GIVEN PROBLEM A –
Set out the records as a Markdown table with the columns Row and Record line, starting with the line that contains "Expected behaviour: the pointer places one marker on the street" and going on through the last line of the records. Number each row and leave out blank lines.

PASSAGE PROVIDED –

****************

Lanseria International Airport  is a privately owned international airport that is situated north of Randburg and Sandton to the northwest of Johannesburg, South Africa.  The airport can handle aircraft up to the size of a Boeing 757-300 and the airport was created to ease traffic congestion at OR Tambo International Airport.

Location

It is located within the boundaries of the City of Johannesburg Metropolitan Municipality, at the north-western edge (south-west of Centurion and Pretoria). Its entrance is on the R512 Road, which goes south to Randburg and north to the Hartbeespoort Dam.

History
Lanseria Airport started out as a grass strip airfield in 1972, the brainchild of two Pretoria pilots: Fanie Haacke and Abe Sher. The land was originally bought by Krugersdorp and Roodepoort Municipality together with the Transvaal Peri-Urban Board and contracted to Lanseria Management Company on a 99-year lease since 1972.

The airport was officially opened by the Minister of Transport at the time, Hannes Rall, on 16 August 1974. Soon after its opening, Lanseria Airport hosted the Air Africa '75 (in 1975).

When Nelson Mandela was released from prison in 1990 he was flown to Johannesburg landing at Lanseria Airport.

On 15 November 2012 the airport was sold to a consortium consisting of Harith, an infrastructure development fund management company; the women's empowerment company Nozala; and the Government Employee Pension Fund, through the Public Investment Corporation.

On 11 November 2013 the airport opened its new 45-meter-wide 07/25 Runway and also closed the existing 30-meter-wide 06/24 runway. Kulula was the first airline to land on the new runway.

In November 2017 airport officials announced that they were negotiating with Air Namibia, Kenya Airways, Air Mauritius and Air Botswana for flights to and from the airport as part of their expansion plan.

Aerodrome information
Runway 07 is equipped with ILS CAT I and is directed at 047° east of true north. The single runway has a 1.5% gradient, sloping up towards the southwest end of the runway; despite this gradient, the preferred landing direction is from the southwest, landing on Runway 07, because the winds are usually northerly, blowing south.

****************

DATASET ENTRIES –
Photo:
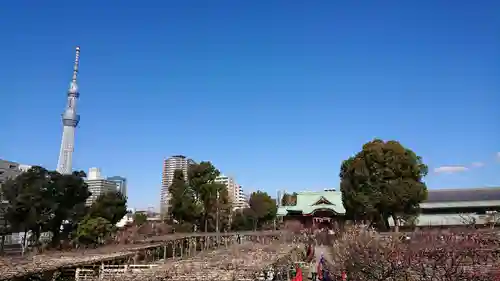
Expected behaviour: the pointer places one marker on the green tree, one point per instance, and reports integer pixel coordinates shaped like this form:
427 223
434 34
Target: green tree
289 199
183 206
140 219
211 196
30 205
69 193
111 206
263 208
383 180
94 230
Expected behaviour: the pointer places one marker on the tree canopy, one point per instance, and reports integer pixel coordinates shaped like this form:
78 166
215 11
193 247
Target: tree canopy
183 206
263 208
40 200
211 196
111 206
383 180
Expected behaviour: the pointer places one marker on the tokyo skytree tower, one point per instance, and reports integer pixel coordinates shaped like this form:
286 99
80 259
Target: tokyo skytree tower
70 120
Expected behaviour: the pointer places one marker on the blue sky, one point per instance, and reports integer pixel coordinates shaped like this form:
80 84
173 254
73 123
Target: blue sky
275 93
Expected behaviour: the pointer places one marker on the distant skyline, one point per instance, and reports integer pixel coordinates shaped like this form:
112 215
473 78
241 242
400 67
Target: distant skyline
275 93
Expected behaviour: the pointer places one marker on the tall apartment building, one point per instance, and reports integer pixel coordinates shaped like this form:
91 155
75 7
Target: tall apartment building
8 169
121 184
97 185
232 187
235 192
176 162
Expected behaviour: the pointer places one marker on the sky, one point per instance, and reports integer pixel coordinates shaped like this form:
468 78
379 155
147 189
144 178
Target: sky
275 93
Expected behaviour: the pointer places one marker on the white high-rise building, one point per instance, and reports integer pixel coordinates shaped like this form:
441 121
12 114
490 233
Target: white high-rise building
235 192
98 185
176 162
242 202
94 174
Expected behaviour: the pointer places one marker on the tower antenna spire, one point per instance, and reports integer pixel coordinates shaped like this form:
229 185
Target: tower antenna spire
76 65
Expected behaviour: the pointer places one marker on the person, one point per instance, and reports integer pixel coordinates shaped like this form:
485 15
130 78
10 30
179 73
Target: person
319 268
314 274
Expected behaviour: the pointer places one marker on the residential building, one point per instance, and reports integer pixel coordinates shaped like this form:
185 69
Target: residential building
121 184
232 188
98 185
242 199
94 173
176 162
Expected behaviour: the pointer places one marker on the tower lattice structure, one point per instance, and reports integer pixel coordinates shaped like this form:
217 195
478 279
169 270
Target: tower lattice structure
70 120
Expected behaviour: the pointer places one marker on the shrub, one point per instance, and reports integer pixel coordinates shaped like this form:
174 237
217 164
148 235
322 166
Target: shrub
367 255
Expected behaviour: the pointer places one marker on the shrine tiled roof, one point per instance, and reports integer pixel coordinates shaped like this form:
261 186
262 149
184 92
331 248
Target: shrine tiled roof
309 202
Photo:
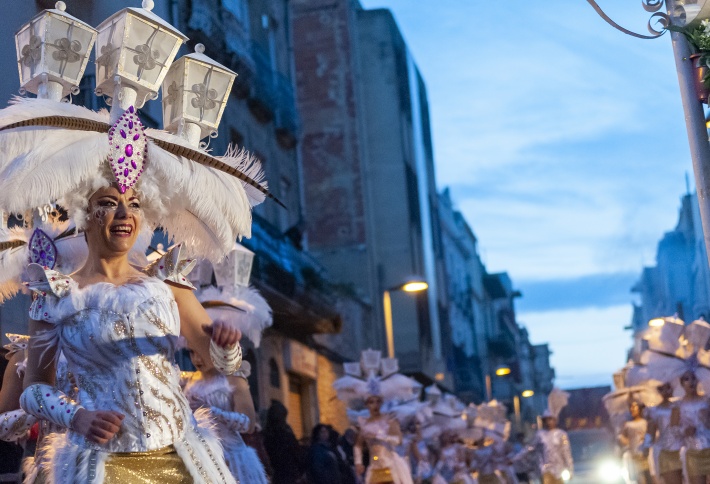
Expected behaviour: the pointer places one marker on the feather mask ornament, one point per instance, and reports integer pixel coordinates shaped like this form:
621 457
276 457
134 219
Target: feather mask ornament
52 151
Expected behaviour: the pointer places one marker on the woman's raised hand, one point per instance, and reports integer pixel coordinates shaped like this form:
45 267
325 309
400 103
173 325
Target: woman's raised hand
223 333
96 425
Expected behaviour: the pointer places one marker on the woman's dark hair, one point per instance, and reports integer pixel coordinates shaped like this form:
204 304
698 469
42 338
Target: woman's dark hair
315 438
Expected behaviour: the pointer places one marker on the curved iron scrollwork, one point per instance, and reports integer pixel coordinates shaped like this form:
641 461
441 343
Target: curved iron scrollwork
658 19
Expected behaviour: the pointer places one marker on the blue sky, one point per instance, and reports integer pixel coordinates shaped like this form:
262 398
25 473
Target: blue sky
564 144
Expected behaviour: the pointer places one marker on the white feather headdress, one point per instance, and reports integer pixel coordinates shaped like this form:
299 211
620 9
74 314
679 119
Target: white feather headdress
375 375
556 401
673 349
52 151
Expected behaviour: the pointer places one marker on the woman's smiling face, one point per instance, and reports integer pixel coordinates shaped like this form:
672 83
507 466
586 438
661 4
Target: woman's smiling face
115 220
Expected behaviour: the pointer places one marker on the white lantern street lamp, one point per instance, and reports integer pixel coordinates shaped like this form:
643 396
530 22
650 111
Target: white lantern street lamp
235 269
134 50
52 52
195 93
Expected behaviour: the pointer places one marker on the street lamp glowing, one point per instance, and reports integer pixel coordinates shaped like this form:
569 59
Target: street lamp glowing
502 371
415 286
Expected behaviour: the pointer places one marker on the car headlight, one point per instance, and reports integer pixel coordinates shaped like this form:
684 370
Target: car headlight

****************

GIVEN PROBLEM B –
Decide whether each statement below agrees with the passage on Lanseria International Airport, answering yes or no and quoting the words of the passage that settle it. (i) The airport can take aircraft as large as a Boeing 757-300. (ii) Kenya Airways was the first airline to land on the new runway. (iii) The airport was officially opened in 1972.

TASK RESPONSE A –
| Row | Record line |
|---|---|
| 1 | Expected behaviour: the pointer places one marker on the street lamp glowing, one point per instance, and reports integer pixel coordinates shaped like this form: |
| 2 | 569 59 |
| 3 | Target: street lamp glowing |
| 4 | 502 371 |
| 5 | 415 286 |
| 6 | Expected behaviour: the pointer places one marker on the car headlight, one point per instance, and reports integer pixel coordinates shaped like this form: |
| 7 | 684 370 |
| 8 | Target: car headlight |

TASK RESPONSE B –
(i) Yes: "The airport can handle aircraft up to the size of a Boeing 757-300"
(ii) No: "Kulula was the first airline to land on the new runway."
(iii) No: "The airport was officially opened by the Minister of Transport at the time, Hannes Rall, on 16 August 1974."